*Exercise*.
Write out all of the records below again, swapping every "background" for "outside the mask" and changing nothing else. Leave the pictures out of your answer.

-- Records shown start --

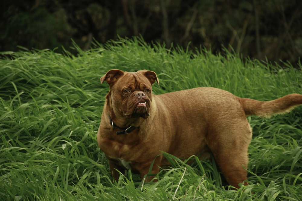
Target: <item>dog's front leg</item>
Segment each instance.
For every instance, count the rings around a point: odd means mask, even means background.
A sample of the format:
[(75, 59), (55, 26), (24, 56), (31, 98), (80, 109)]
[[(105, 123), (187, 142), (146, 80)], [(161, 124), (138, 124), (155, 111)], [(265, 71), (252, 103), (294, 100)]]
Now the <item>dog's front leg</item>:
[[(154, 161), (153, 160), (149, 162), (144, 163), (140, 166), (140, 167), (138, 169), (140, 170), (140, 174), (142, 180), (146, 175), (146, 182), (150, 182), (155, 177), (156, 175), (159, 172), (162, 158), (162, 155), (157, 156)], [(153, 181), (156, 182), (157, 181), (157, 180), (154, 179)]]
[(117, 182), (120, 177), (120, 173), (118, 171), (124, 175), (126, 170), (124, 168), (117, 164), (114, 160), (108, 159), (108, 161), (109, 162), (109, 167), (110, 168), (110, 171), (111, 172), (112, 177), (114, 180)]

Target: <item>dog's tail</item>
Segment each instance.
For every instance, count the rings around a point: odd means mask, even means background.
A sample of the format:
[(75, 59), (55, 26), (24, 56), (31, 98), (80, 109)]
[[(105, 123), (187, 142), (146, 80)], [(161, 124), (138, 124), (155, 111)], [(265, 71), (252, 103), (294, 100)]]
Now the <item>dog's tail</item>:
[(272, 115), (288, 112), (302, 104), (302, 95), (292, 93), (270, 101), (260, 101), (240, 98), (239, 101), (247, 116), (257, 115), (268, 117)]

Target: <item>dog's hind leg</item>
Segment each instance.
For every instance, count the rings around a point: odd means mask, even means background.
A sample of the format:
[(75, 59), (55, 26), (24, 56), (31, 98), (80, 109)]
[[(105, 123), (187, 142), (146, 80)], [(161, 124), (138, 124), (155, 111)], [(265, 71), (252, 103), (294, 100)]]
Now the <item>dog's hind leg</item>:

-- Records shown end --

*Result*.
Target: <item>dog's front leg</item>
Segment each instance.
For every instance, count the rings around a point: odd means mask, even means outside the mask.
A sample of the format:
[(75, 59), (55, 26), (24, 56), (31, 98), (80, 109)]
[[(105, 123), (187, 142), (146, 80)], [(161, 124), (138, 124), (155, 111)], [(265, 71), (252, 103), (294, 100)]]
Now the <item>dog's front leg</item>:
[[(154, 161), (153, 160), (149, 162), (144, 163), (140, 166), (140, 167), (138, 169), (140, 170), (140, 174), (142, 180), (146, 175), (146, 182), (150, 182), (155, 177), (156, 175), (159, 172), (162, 158), (162, 155), (157, 156)], [(153, 181), (156, 182), (157, 181), (157, 180), (154, 179)]]
[(117, 182), (120, 177), (120, 173), (118, 171), (124, 175), (126, 170), (124, 168), (117, 164), (114, 160), (108, 159), (108, 161), (109, 162), (109, 167), (110, 168), (110, 171), (111, 172), (112, 177), (114, 180)]

Target: <item>dog's tail</item>
Segment each instance.
For every instance, count the rings around a point: odd means mask, even means outside the mask.
A sample of the format:
[(75, 59), (55, 26), (24, 56), (31, 98), (80, 109)]
[[(105, 123), (187, 142), (146, 80)], [(161, 124), (138, 124), (155, 111)], [(265, 71), (252, 103), (294, 100)]]
Now the <item>dog's tail</item>:
[(272, 115), (288, 112), (302, 104), (302, 95), (292, 93), (270, 101), (260, 101), (240, 98), (239, 101), (247, 116), (257, 115), (268, 117)]

Target: <item>dog's hind leg</item>
Segment each instance.
For every instance, count the rings around a point: odd means mask, even means outside the mask.
A sample of the format:
[(75, 59), (55, 26), (24, 56), (31, 98), (80, 109)]
[[(105, 123), (187, 142), (146, 80)], [(161, 124), (138, 124), (155, 111)], [(265, 71), (252, 103), (294, 100)]]
Now the <item>dog's hind leg</item>:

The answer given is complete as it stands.